[start]

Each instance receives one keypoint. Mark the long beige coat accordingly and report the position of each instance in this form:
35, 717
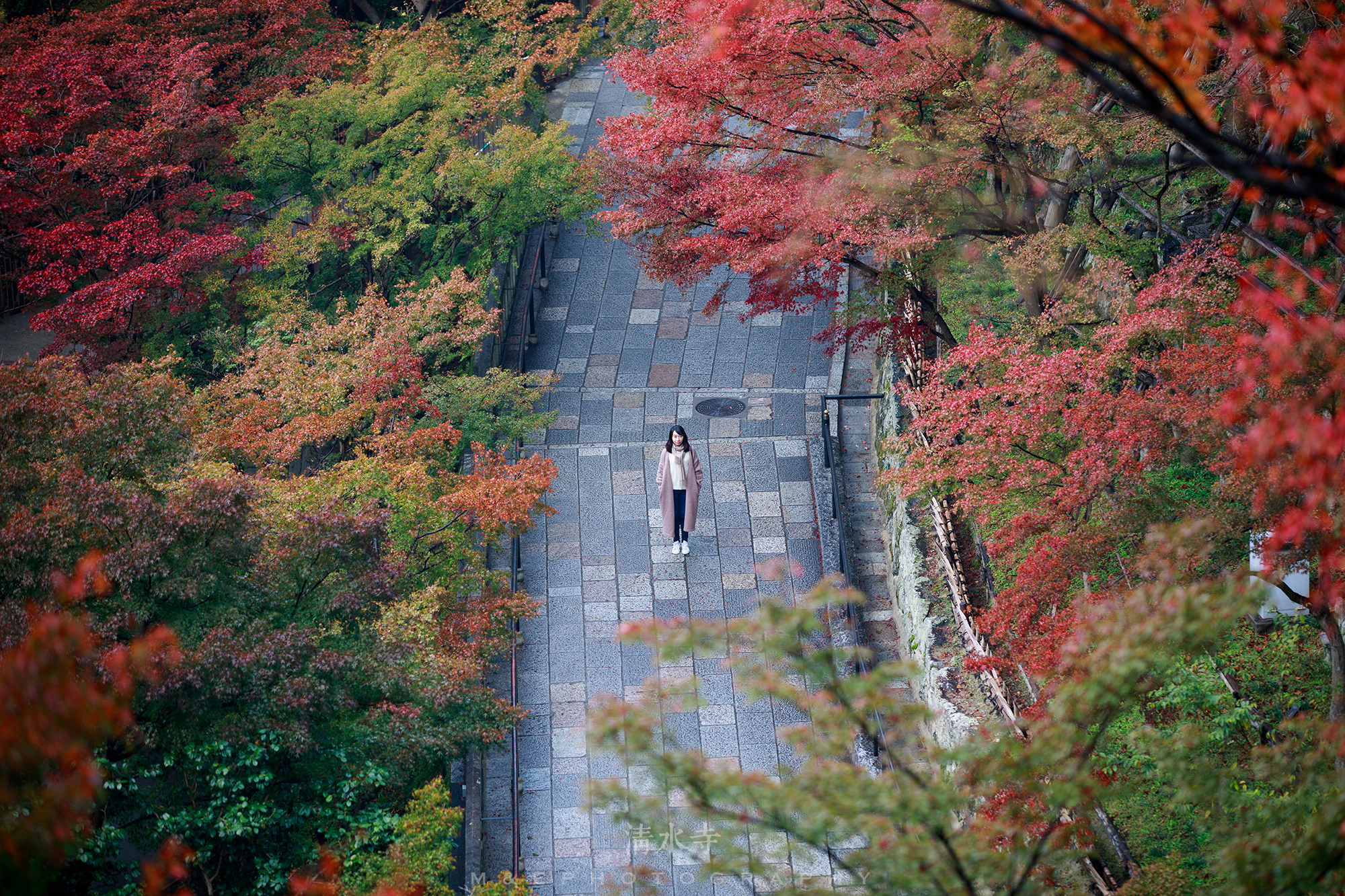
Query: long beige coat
693, 491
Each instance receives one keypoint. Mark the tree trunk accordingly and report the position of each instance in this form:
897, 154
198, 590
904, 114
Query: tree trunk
1032, 295
1336, 651
1059, 201
369, 11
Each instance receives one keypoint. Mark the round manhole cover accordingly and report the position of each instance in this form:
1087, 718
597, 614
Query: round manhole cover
720, 408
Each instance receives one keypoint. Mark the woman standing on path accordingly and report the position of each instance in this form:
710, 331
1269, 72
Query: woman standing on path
680, 489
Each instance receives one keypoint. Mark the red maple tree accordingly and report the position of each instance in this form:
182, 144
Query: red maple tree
115, 155
65, 693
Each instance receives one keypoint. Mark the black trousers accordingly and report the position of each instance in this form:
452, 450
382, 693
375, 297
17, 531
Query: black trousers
680, 514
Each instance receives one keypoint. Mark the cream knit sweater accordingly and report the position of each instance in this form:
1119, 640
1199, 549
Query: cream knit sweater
677, 467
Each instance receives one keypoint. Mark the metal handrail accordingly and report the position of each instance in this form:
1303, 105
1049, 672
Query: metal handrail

[end]

JOB: Reproduce every record above exactly, omitting the pictures.

FULL SOLUTION:
Each instance receives one keypoint. Mark the long beige coat accordingly and report the position of each instance in this form:
35, 717
Query: long beige coat
693, 491
Each instance receives one keypoint. Mark the tree trunk accordingly and report the position of each instance in this form:
897, 154
198, 590
904, 114
Query: tree trunk
1032, 295
1336, 651
1059, 201
369, 11
Each instance receives one keypoint. Mark the round manhole cover accordingly and report the position of each instance in this form:
1087, 718
597, 614
Query: round manhole cover
720, 408
Each instance receives one keypoint. Mark the woman standing on path accordingly and report the position of each instance in this form:
710, 331
1269, 72
Query: woman standing on path
680, 489
Each instance receives one keypoint. Mark the red maple tree accordingly and report the position of each instance in this form:
182, 144
Query: red maple tree
115, 155
65, 693
Each instance receives one keypoint. Mark the black trousers accordingly and report the position of each instance in this form:
452, 450
382, 693
375, 297
17, 531
Query: black trousers
680, 514
Each instance receives one keypoint. Mark the cream knit sweater accordingly and report the position of each instance in this form:
1119, 640
1199, 549
Query: cream knit sweater
677, 467
Each instance receives one keypoint. Mark the metal handrail accordingly and report the position of each instance in this form:
1303, 105
1049, 672
Query: metal handrail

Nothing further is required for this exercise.